> _Task material_:
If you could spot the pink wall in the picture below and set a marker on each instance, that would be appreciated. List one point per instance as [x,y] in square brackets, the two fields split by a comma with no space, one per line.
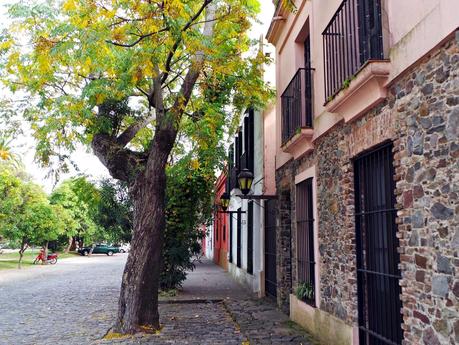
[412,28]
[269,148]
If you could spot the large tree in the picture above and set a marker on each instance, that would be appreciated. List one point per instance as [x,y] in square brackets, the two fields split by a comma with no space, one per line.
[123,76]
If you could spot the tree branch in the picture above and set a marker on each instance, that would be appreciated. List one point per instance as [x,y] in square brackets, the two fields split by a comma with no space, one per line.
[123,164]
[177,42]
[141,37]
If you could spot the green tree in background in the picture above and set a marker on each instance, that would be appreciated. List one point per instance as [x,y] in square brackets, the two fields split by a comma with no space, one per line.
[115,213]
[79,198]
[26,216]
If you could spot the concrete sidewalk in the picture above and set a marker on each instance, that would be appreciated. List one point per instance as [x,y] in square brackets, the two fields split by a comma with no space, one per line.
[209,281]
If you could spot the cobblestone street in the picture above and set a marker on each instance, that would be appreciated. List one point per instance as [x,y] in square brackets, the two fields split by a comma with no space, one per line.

--

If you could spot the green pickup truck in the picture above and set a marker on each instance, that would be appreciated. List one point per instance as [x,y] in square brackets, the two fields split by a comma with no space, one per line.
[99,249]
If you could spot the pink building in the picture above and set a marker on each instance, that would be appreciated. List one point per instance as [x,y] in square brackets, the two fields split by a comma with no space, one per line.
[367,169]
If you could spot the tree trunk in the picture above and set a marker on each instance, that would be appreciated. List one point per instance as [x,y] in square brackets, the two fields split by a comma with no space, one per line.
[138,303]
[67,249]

> _Stated goal_:
Rewrite everything in the entries above, from the line containing "If you could spot the green tree" down to the line containing "If you could spot the cobblestone", both included, as a Markdown table with the columns Row and Line. Skip blank lines.

> _Written reply_:
| Row | Line |
|---|---|
| 1 | If you could spot the green tree in background in the picture above and set a marker on each instance, that would be appreciated. List one point per instance as [x,y] in square brackets, the two fields split by a comma with no space, one per line. |
| 2 | [115,213] |
| 3 | [79,198] |
| 4 | [26,216] |
| 5 | If you could spot the concrete sidewalk in the picture above and set a marker on each instance, that would be appreciated. List one point per instance as [x,y] in square brackets, the two fields split by a comma with no space, one per line. |
| 6 | [209,281] |
| 7 | If you could spot the cobblestone street in the picture above and set a marker on each instance, that would be appreciated. List one point per instance as [x,y] in square brackets, the two fields split by a comma with no space, one per line. |